Dataset records about object locations
+ + + +
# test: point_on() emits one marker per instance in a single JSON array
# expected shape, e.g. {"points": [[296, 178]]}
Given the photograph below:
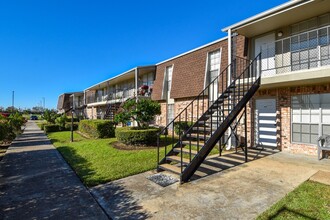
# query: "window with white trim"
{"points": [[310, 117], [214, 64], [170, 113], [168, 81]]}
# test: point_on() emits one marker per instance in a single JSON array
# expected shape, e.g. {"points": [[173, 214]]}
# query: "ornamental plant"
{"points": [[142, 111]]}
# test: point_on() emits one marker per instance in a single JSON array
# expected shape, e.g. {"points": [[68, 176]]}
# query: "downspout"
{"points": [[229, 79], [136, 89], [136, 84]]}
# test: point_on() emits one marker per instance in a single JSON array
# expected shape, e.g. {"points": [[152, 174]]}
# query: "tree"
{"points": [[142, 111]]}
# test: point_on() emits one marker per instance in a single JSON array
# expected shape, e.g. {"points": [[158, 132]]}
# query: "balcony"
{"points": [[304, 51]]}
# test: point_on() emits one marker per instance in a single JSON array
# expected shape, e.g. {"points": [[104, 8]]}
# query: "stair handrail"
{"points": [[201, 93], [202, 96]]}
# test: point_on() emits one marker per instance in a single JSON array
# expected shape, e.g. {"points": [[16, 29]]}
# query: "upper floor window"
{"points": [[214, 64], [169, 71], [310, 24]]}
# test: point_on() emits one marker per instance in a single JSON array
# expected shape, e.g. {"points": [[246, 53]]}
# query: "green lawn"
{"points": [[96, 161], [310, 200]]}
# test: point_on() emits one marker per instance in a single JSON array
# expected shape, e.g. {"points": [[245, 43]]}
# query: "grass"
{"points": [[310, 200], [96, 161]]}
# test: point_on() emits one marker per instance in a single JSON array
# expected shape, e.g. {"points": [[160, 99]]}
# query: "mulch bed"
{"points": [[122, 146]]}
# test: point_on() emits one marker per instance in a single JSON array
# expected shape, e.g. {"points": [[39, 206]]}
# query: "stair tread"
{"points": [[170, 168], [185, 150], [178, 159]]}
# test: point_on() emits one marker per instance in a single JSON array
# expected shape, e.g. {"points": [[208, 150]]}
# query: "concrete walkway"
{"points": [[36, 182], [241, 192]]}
+ + + +
Work to do
Extract the full listing exactly, with the pictures left out.

Written answer
# test: point_on() emits one marker per instance in a single JSON array
# expected shape, e.g. {"points": [[296, 178]]}
Given the photograph below:
# query: "window with white trim"
{"points": [[310, 117], [214, 64], [170, 113], [168, 81]]}
# test: point_on() emits one marker per instance in a single JSON array
# expected shape, e.g. {"points": [[173, 214]]}
# query: "ornamental plant"
{"points": [[142, 111]]}
# test: point_on() emits one marker per instance in a single JSON array
# expected shape, e.g. {"points": [[68, 176]]}
# query: "downspout"
{"points": [[229, 79], [136, 89], [136, 84]]}
# test: point_on() emits one marker per instance in a single JSON array
# expected shape, e.g. {"points": [[152, 174]]}
# query: "tree"
{"points": [[142, 111]]}
# test: point_on() emits one marker per instance in a single JSON array
# expected shape, e.g. {"points": [[158, 132]]}
# query: "balcony"
{"points": [[304, 51]]}
# test: point_on() emits one marker per instance in a single JSON array
# expected shape, e.g. {"points": [[104, 8]]}
# query: "stair handrail"
{"points": [[201, 93], [202, 96]]}
# test: point_on() emits one marker per instance in a single JSON array
# expected shape, e.g. {"points": [[16, 29]]}
# query: "upper floor window"
{"points": [[214, 64], [169, 71], [310, 24]]}
# test: point_on() emits one marker per instance in a single JSON array
# expected shape, e.g. {"points": [[246, 53]]}
# query: "green lawn"
{"points": [[96, 161], [310, 200]]}
# test: point_on() emits one marker per instance in a single JSON array
# expected shape, e.g. {"points": [[245, 43]]}
# query: "grass"
{"points": [[310, 200], [96, 161]]}
# test: point_on() emits one marker per instance in a single JSON array
# expected shape, e.g. {"points": [[160, 99]]}
# query: "mulch bed"
{"points": [[122, 146]]}
# test: point_on() emits one marker per instance in a single JSON array
# expected shape, e.g. {"points": [[39, 206]]}
# query: "stair tread"
{"points": [[170, 168], [185, 150], [178, 159]]}
# test: point_on() emits one marker per instance in a single JSON array
# expected shape, e.g. {"points": [[208, 150]]}
# query: "concrete walkway"
{"points": [[36, 182], [241, 192]]}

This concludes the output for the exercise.